◆ **Assignment**
Scan the listing for the word "nose" and report every line that contains it.

◆ **Given entries**
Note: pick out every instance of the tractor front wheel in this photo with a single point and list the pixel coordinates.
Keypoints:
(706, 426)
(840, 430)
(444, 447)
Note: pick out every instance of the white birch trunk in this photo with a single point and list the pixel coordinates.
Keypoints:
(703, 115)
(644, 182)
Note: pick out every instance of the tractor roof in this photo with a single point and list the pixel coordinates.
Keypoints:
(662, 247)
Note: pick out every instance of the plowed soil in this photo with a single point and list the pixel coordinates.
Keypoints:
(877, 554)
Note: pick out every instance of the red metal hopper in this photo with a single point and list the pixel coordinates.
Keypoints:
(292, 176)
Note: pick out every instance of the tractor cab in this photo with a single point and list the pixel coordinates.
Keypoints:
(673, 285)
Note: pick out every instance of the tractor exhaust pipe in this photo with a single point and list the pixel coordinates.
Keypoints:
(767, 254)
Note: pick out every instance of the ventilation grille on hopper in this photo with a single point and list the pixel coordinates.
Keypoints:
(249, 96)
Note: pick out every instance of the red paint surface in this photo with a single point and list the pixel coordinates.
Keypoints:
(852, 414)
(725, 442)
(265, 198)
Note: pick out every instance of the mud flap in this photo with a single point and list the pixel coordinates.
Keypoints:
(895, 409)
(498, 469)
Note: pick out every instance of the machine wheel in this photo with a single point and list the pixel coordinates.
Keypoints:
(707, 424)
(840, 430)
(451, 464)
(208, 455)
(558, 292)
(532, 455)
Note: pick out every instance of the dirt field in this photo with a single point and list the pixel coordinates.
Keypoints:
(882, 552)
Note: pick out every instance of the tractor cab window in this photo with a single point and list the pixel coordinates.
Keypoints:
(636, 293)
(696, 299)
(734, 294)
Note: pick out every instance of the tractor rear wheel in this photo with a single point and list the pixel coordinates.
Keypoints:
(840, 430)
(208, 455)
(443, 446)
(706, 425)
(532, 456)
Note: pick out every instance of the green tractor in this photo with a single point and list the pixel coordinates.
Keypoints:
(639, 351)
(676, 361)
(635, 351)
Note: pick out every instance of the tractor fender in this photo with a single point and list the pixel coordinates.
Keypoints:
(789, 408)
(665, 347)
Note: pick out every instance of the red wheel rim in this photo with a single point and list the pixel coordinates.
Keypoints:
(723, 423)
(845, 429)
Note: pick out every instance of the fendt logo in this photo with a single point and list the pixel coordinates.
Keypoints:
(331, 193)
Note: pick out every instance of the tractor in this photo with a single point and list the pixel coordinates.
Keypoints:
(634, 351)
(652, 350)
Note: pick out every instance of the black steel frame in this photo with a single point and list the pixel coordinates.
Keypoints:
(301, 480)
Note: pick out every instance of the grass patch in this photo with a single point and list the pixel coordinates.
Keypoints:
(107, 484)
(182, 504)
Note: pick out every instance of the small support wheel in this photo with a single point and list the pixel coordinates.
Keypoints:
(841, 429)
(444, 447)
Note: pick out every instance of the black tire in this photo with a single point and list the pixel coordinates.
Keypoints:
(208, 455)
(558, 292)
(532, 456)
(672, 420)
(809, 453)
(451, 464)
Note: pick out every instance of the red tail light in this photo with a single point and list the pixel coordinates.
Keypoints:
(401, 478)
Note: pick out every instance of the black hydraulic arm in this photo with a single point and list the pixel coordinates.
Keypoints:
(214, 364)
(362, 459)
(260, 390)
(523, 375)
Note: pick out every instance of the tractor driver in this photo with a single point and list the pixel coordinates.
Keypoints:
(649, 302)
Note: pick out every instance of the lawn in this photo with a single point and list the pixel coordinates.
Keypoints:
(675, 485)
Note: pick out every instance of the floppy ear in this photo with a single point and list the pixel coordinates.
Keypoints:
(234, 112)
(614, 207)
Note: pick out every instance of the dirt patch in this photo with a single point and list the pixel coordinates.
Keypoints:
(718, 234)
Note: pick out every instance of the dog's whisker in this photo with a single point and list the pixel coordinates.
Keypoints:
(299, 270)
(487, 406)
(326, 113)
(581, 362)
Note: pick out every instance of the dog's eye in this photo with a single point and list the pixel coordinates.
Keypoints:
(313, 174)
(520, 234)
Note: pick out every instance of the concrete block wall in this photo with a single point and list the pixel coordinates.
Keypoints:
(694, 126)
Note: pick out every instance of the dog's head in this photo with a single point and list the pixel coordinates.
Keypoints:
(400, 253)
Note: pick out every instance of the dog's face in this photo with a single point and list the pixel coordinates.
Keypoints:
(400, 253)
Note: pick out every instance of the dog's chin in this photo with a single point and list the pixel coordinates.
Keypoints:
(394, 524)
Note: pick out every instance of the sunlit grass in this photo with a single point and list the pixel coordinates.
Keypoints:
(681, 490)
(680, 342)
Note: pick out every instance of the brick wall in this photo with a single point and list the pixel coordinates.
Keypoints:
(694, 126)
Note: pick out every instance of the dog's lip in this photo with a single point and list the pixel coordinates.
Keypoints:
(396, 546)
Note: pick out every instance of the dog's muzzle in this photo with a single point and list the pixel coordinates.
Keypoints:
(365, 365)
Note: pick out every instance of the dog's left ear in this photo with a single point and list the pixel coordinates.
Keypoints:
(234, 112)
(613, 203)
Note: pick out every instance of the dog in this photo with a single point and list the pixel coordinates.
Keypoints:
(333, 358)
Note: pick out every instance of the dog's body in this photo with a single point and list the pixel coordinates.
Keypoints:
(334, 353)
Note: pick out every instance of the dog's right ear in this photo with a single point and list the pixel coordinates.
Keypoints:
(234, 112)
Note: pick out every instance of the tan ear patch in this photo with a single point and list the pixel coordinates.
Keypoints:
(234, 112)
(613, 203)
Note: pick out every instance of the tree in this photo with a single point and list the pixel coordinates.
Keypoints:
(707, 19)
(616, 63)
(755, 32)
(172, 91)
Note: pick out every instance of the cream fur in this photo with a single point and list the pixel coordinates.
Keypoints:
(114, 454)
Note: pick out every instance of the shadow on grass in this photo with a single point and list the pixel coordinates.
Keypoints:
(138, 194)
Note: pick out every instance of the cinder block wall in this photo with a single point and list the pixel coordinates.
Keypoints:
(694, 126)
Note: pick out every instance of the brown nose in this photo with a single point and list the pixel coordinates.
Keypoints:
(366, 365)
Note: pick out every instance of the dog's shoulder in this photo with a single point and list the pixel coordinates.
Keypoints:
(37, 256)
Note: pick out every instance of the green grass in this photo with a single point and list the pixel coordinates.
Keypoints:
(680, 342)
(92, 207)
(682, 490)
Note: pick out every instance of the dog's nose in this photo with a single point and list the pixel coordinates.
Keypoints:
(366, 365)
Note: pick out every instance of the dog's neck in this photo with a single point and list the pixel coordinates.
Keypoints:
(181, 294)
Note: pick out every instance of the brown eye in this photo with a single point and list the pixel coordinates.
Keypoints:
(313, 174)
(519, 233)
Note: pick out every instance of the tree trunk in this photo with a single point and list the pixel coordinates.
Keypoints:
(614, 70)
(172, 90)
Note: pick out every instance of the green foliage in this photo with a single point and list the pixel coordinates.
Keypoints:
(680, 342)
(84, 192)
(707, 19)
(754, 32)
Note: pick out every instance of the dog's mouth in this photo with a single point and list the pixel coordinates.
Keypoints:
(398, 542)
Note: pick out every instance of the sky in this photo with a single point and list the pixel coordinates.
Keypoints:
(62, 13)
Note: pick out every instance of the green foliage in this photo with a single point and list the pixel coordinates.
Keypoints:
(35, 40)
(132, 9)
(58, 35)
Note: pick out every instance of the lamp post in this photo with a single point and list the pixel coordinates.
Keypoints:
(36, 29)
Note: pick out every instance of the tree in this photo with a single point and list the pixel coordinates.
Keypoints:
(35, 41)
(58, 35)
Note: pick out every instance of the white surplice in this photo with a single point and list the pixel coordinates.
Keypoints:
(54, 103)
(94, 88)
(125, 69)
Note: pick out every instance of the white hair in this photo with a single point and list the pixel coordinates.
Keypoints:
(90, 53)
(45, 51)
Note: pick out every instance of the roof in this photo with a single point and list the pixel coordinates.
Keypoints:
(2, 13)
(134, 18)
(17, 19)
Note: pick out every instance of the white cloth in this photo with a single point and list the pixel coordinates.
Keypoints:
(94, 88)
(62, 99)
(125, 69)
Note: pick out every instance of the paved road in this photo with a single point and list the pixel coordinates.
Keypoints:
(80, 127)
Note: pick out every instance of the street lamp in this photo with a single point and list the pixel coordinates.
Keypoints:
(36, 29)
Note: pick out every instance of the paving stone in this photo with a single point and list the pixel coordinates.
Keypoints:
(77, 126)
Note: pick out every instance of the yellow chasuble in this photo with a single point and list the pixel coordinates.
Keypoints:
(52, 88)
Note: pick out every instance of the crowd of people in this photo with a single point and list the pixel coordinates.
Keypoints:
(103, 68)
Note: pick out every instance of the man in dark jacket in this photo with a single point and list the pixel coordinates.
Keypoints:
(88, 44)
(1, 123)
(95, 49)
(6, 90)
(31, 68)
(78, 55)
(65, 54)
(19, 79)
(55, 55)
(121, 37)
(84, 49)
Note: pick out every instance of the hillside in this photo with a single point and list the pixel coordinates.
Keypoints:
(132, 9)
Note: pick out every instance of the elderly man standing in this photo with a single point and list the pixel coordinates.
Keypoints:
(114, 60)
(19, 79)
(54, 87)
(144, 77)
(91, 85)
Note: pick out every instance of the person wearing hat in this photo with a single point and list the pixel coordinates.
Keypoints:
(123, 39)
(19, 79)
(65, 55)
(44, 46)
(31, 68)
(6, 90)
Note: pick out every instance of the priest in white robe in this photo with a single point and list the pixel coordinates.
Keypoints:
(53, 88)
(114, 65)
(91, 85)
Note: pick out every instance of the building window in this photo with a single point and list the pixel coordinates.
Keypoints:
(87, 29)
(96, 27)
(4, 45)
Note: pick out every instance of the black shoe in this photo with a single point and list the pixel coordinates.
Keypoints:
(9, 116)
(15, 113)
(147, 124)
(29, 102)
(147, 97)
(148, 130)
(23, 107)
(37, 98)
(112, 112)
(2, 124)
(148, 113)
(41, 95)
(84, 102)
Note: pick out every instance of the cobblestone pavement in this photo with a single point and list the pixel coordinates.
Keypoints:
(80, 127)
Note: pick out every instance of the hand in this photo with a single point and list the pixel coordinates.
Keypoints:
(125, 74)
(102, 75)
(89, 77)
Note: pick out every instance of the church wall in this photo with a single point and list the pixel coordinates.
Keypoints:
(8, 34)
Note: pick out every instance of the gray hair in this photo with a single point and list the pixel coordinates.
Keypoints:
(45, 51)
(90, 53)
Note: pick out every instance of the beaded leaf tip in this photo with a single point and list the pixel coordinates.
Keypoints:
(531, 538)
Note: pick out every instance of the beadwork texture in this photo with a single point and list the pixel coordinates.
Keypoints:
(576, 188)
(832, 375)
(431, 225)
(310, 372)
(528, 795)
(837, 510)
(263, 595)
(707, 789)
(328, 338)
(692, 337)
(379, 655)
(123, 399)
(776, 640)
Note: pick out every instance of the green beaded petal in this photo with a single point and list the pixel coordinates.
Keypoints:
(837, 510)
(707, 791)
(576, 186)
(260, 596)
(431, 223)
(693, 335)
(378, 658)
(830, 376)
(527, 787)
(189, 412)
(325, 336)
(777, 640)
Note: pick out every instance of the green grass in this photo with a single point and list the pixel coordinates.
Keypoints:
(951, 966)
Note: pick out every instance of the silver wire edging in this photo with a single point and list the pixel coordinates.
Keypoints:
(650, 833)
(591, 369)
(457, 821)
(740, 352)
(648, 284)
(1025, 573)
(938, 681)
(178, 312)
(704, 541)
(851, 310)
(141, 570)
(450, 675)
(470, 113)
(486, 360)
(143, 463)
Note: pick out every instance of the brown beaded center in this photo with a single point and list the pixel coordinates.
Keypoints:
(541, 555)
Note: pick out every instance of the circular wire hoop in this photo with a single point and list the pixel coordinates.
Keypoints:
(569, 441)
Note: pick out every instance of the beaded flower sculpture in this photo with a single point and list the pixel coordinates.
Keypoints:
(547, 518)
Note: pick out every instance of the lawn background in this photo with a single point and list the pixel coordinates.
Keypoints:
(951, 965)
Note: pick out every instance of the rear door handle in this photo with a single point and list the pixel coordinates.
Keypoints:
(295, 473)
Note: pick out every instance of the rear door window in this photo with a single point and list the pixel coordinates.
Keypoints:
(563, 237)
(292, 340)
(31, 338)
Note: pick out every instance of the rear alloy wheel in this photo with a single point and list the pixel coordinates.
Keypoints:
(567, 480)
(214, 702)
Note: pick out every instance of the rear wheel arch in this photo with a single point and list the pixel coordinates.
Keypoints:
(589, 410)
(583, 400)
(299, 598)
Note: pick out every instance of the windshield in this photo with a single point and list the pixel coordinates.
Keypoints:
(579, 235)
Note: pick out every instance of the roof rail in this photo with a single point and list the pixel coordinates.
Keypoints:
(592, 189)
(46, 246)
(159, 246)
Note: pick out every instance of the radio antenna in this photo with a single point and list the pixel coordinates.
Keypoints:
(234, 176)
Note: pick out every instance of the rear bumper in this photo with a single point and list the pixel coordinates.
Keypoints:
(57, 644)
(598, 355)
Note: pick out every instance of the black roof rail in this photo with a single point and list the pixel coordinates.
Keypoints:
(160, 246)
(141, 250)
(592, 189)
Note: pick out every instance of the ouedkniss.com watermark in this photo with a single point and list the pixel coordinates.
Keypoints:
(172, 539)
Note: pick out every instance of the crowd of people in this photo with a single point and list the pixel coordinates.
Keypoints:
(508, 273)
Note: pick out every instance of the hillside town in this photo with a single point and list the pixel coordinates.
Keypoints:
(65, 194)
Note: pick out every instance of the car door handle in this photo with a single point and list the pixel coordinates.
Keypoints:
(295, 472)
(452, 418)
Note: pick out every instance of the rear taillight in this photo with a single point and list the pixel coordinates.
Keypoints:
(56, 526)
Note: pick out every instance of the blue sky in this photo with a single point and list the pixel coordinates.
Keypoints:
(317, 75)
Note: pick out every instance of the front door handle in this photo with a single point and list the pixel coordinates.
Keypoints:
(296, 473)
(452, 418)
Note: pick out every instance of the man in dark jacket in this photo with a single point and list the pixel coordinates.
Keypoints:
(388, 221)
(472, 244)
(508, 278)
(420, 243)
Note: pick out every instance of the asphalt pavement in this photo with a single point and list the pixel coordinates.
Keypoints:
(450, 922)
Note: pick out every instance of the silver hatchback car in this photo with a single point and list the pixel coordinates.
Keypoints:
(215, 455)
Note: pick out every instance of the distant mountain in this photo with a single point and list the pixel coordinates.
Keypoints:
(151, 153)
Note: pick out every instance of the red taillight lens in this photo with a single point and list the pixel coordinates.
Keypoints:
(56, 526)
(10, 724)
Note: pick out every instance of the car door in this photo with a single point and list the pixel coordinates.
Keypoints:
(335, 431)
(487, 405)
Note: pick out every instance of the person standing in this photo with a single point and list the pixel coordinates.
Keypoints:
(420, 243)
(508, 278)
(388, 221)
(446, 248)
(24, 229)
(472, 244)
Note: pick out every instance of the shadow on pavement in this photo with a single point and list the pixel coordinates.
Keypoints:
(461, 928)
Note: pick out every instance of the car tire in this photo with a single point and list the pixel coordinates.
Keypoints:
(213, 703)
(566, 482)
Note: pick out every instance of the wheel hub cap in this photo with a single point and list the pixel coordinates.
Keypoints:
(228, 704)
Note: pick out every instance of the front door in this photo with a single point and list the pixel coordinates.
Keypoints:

◆ **Answer to the exercise**
Note: pick out every instance of the brown nose in this photo with a single point and list the pixel coordinates.
Note: pick out every instance of the dog's nose in this photo with a single point and list the pixel coordinates.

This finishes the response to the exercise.